= Provided data =

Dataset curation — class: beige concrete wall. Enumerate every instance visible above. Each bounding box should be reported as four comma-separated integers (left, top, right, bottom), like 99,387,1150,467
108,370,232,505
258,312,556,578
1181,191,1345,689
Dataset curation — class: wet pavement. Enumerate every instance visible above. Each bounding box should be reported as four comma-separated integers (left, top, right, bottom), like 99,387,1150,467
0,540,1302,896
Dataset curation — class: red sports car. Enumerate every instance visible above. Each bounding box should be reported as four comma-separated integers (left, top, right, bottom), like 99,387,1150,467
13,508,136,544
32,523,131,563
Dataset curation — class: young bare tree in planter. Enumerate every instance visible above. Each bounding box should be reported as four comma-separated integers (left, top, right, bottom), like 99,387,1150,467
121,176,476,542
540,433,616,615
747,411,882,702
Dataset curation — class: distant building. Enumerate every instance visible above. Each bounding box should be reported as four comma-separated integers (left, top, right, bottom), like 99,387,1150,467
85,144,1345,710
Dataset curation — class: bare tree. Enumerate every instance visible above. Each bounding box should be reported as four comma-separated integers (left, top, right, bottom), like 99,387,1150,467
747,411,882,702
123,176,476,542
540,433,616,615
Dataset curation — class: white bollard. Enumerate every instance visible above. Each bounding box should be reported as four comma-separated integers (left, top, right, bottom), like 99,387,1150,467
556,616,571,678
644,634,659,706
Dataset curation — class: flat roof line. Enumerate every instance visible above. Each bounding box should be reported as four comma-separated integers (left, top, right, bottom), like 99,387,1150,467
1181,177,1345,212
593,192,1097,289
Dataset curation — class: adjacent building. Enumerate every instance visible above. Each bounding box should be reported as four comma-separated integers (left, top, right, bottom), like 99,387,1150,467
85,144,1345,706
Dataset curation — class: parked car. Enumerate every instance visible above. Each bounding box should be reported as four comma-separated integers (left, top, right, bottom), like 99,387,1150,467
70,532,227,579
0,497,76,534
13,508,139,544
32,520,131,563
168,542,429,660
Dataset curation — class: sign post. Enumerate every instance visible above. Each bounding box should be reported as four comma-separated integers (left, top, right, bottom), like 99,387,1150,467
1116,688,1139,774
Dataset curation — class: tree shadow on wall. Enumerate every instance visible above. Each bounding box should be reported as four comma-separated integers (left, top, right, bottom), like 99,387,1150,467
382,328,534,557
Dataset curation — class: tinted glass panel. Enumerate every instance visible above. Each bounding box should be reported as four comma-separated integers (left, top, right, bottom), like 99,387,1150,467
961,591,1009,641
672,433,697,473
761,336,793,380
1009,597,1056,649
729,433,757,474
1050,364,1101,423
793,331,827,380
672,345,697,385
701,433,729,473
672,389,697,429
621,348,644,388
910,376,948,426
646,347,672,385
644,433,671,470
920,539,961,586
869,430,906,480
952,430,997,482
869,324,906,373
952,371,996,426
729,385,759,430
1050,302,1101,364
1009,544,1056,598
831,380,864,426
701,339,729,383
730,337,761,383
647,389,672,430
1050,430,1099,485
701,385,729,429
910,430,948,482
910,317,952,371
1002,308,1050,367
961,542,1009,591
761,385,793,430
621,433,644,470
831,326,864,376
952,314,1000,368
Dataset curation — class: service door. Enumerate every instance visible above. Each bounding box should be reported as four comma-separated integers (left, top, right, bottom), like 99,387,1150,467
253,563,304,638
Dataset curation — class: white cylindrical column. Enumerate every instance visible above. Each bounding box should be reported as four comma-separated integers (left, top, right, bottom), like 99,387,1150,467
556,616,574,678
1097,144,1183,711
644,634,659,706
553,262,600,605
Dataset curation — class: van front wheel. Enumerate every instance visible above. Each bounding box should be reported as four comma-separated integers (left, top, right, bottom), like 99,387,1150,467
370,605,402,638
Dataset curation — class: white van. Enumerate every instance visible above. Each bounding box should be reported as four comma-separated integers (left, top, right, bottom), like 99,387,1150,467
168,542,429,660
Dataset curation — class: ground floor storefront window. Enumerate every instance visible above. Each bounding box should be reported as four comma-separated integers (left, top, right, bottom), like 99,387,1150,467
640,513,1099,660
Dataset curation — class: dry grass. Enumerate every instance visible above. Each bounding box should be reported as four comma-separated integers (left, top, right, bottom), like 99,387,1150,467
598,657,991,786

= Directions for this task =
Rewrite all the data above, replacing each "Enumerate" with "List" and leaving everything else as it is.

= Correct output =
Dataset curation — class: beige concrete wall. List every instance visible above. Each bounding box should be reported as four comma-separated integers (left, top, right, bottom), like 99,387,1150,467
108,370,232,505
258,312,556,578
1181,191,1345,689
Dataset curation — class: wet pavement. List every instance visible above. Each bounding box should be reported as four comma-separated integers (left, top, right, bottom), like 99,387,1150,467
0,540,1302,896
Dataset curation — class: red sports car. List every instance visible above. Each bounding box should be reported as four comma-separated integers (left, top, right, bottom), like 99,387,1150,467
13,508,136,544
32,523,131,563
Dataset curation — class: young bare tree in planter. List every instance visible above. Each bounding box should be reported as four comma-separated integers (left, top, right, bottom), like 99,387,1150,467
121,176,476,542
540,433,616,615
747,411,882,702
Dataset curation — class: distant building. List every instance visible above. Each bounding box should be reported as four comma-separated integers (left, top, right, bottom), like 99,387,1150,467
85,144,1345,710
Dataset curation — class: bare tree. List every instance visible above. Each bounding box should be reported as four comma-separated integers (left, top, right, bottom), like 99,387,1150,467
747,411,882,702
123,176,476,542
540,433,616,615
Dataset curation — class: white bollard. List every instance visible above. Each bounding box should be reported as four comma-separated integers (left, top, right, bottom), like 99,387,1150,467
556,616,571,678
644,634,659,706
Dataset curation — class: flat roof line. List every instance visible above. Each bounding box should be reported as four comma-separated integers (left, top, right, bottom), like 99,387,1150,467
1181,177,1345,212
593,192,1097,289
Dataset curation — class: adjacent building. List every instance visible above. Each bounding box should be reported as four comma-separated integers (left, top, right, bottom), like 99,387,1150,467
85,144,1345,706
Dataset curation — class: parked car. List every instance visible above. Each bounding box should be reported as four comma-separated integers (left, top, right, bottom), like 99,387,1150,467
70,532,227,579
0,497,76,534
13,508,139,544
32,520,131,563
168,542,429,660
Dataset curation — class: sign post. List every instance visible above. Each bounding box should be reported as four comma-separated integers (left, top, right, bottom), like 99,387,1150,467
1116,688,1139,774
Dataset curation — class: tree shadow on wall. List every instance visible above. Each bounding box should be reported as four comma-separated integers (left, top, right, bottom), like 99,387,1150,467
382,328,534,557
Dataset curation — class: tinted glass panel. List every instance visible above. Each bounding box should be reported as four comma-separated integers (left, top, right, bottom), like 99,387,1150,467
961,591,1009,641
672,433,697,473
761,336,793,380
1009,597,1056,649
729,433,757,474
1050,364,1101,423
793,331,827,380
672,345,697,385
701,433,729,473
672,389,697,429
621,348,644,388
910,376,948,426
646,347,672,385
644,433,671,470
920,539,961,586
869,430,906,480
952,430,997,482
869,324,906,373
952,371,996,426
729,385,759,430
1050,302,1101,364
1009,544,1056,598
831,380,864,426
701,339,729,383
730,337,761,383
647,389,672,430
1050,430,1099,485
701,385,729,429
910,430,948,482
910,317,952,371
1002,308,1050,367
961,542,1009,591
761,385,793,430
621,433,644,470
831,326,864,376
952,314,1000,368
Dataset curation — class: service door. List every instance visible above. Each bounding box should be reported as four comma-separated integers (left, top, right, bottom), like 99,387,1150,467
253,563,304,638
Dataset curation — class: white cylindrical column. List every instance visible above. Each bounding box should be reported as four comma-separated integers (left, top, right, bottom), like 99,387,1150,467
556,616,574,678
1097,144,1183,711
644,634,659,706
553,262,600,605
Dataset curation — class: van front wheel. List every instance visible above. Each bounding box should be reported as four comma-separated integers (left, top, right, bottom), like 99,387,1150,467
370,605,402,638
Dataset curation — class: white van. List every instance visible above. Each bounding box should be reported as four comma-separated integers (left, top, right, bottom), like 99,387,1150,467
168,542,429,660
Dataset curation — class: ground floor storefront window. List every instance visible above. Each bounding box should be reported as four comma-separated integers (left, top, right, bottom), like 99,387,1150,467
640,513,1099,660
Dataset curation — class: dry grass. List every instance visible above. Each bounding box should be reported as four comma-separated integers (left, top, right, bottom), like 99,387,1150,467
598,657,991,786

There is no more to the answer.